*Request*. The records below must be output exactly, without pictures.

*Material for the task*.
- - - - -

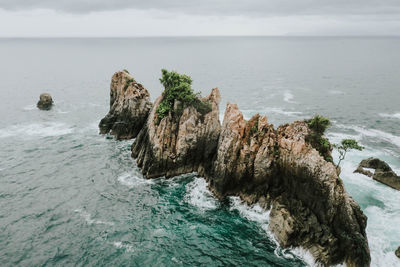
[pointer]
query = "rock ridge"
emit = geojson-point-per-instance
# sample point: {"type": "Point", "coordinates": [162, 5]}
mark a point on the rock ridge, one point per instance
{"type": "Point", "coordinates": [383, 173]}
{"type": "Point", "coordinates": [129, 107]}
{"type": "Point", "coordinates": [277, 168]}
{"type": "Point", "coordinates": [178, 144]}
{"type": "Point", "coordinates": [282, 171]}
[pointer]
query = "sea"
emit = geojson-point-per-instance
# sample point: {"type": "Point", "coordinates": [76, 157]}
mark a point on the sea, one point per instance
{"type": "Point", "coordinates": [72, 197]}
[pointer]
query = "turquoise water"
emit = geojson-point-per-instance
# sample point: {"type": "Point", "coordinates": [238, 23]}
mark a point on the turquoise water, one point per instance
{"type": "Point", "coordinates": [69, 196]}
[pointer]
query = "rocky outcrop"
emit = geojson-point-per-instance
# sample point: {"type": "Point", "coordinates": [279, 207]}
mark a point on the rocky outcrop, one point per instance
{"type": "Point", "coordinates": [178, 144]}
{"type": "Point", "coordinates": [383, 173]}
{"type": "Point", "coordinates": [129, 107]}
{"type": "Point", "coordinates": [279, 168]}
{"type": "Point", "coordinates": [45, 102]}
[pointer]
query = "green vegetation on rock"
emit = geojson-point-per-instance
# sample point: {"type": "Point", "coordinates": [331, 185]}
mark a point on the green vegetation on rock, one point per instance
{"type": "Point", "coordinates": [345, 146]}
{"type": "Point", "coordinates": [128, 82]}
{"type": "Point", "coordinates": [318, 125]}
{"type": "Point", "coordinates": [177, 87]}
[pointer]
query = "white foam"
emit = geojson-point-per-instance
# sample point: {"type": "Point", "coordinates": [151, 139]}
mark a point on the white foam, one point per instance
{"type": "Point", "coordinates": [379, 134]}
{"type": "Point", "coordinates": [198, 195]}
{"type": "Point", "coordinates": [133, 179]}
{"type": "Point", "coordinates": [123, 245]}
{"type": "Point", "coordinates": [30, 107]}
{"type": "Point", "coordinates": [288, 97]}
{"type": "Point", "coordinates": [391, 116]}
{"type": "Point", "coordinates": [303, 254]}
{"type": "Point", "coordinates": [253, 213]}
{"type": "Point", "coordinates": [89, 220]}
{"type": "Point", "coordinates": [383, 216]}
{"type": "Point", "coordinates": [257, 214]}
{"type": "Point", "coordinates": [36, 130]}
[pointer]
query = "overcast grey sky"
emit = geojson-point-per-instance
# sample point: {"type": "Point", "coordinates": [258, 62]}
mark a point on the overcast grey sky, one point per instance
{"type": "Point", "coordinates": [118, 18]}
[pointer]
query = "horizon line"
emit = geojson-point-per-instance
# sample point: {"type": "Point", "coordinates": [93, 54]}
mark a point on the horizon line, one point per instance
{"type": "Point", "coordinates": [187, 36]}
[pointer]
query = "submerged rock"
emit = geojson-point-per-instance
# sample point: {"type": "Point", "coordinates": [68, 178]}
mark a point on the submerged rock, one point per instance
{"type": "Point", "coordinates": [383, 173]}
{"type": "Point", "coordinates": [178, 144]}
{"type": "Point", "coordinates": [310, 207]}
{"type": "Point", "coordinates": [129, 107]}
{"type": "Point", "coordinates": [45, 102]}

- - - - -

*Finished answer*.
[pointer]
query = "rock ridge"
emit = geojson-point-per-instance
# sample point: {"type": "Point", "coordinates": [162, 5]}
mark a point on the rock ridge, one point per instance
{"type": "Point", "coordinates": [383, 173]}
{"type": "Point", "coordinates": [129, 107]}
{"type": "Point", "coordinates": [277, 168]}
{"type": "Point", "coordinates": [178, 144]}
{"type": "Point", "coordinates": [282, 171]}
[pointer]
query = "sea"
emit = geojson-point-per-instance
# sample point: {"type": "Point", "coordinates": [76, 157]}
mark a point on the sea, one point per instance
{"type": "Point", "coordinates": [72, 197]}
[pointer]
query = "turquoise water"
emit = geojson-point-per-instance
# sample point: {"type": "Point", "coordinates": [238, 23]}
mark a point on the turquoise water, one point per instance
{"type": "Point", "coordinates": [69, 196]}
[pointer]
query = "rocky outcrop"
emit = geojson-point-per-instance
# sample point: {"type": "Point", "coordinates": [279, 207]}
mark a point on the rocky outcrop, one point per instance
{"type": "Point", "coordinates": [178, 144]}
{"type": "Point", "coordinates": [383, 173]}
{"type": "Point", "coordinates": [129, 107]}
{"type": "Point", "coordinates": [279, 168]}
{"type": "Point", "coordinates": [45, 102]}
[pointer]
query = "green vegetation on rock"
emit = geojson-point-per-instance
# sample point: {"type": "Point", "coordinates": [331, 185]}
mark a point on the green vegetation on rock, one point per instance
{"type": "Point", "coordinates": [345, 146]}
{"type": "Point", "coordinates": [128, 82]}
{"type": "Point", "coordinates": [318, 125]}
{"type": "Point", "coordinates": [177, 87]}
[pointer]
query = "white foam"
emit = geojson-point-per-instance
# sample point: {"type": "Point", "coordinates": [151, 139]}
mark a point on the white foam, one point per instance
{"type": "Point", "coordinates": [379, 134]}
{"type": "Point", "coordinates": [198, 195]}
{"type": "Point", "coordinates": [133, 179]}
{"type": "Point", "coordinates": [123, 245]}
{"type": "Point", "coordinates": [30, 107]}
{"type": "Point", "coordinates": [288, 97]}
{"type": "Point", "coordinates": [391, 116]}
{"type": "Point", "coordinates": [303, 254]}
{"type": "Point", "coordinates": [253, 213]}
{"type": "Point", "coordinates": [89, 220]}
{"type": "Point", "coordinates": [383, 216]}
{"type": "Point", "coordinates": [257, 214]}
{"type": "Point", "coordinates": [36, 130]}
[pointer]
query = "overcast grey sky"
emit = geojson-point-per-instance
# sample point: {"type": "Point", "coordinates": [258, 62]}
mark a point on the overcast grey sky, one point per instance
{"type": "Point", "coordinates": [118, 18]}
[pointer]
query = "horizon line"
emit = geojson-point-per-instance
# sample point: {"type": "Point", "coordinates": [93, 54]}
mark a point on the horizon line, one point per instance
{"type": "Point", "coordinates": [187, 36]}
[pointer]
query = "submerged rock"
emit = geojson-point-per-instance
# sample point: {"type": "Point", "coordinates": [68, 178]}
mark a point on the submerged rock, one point per instance
{"type": "Point", "coordinates": [383, 173]}
{"type": "Point", "coordinates": [178, 144]}
{"type": "Point", "coordinates": [310, 207]}
{"type": "Point", "coordinates": [129, 107]}
{"type": "Point", "coordinates": [45, 102]}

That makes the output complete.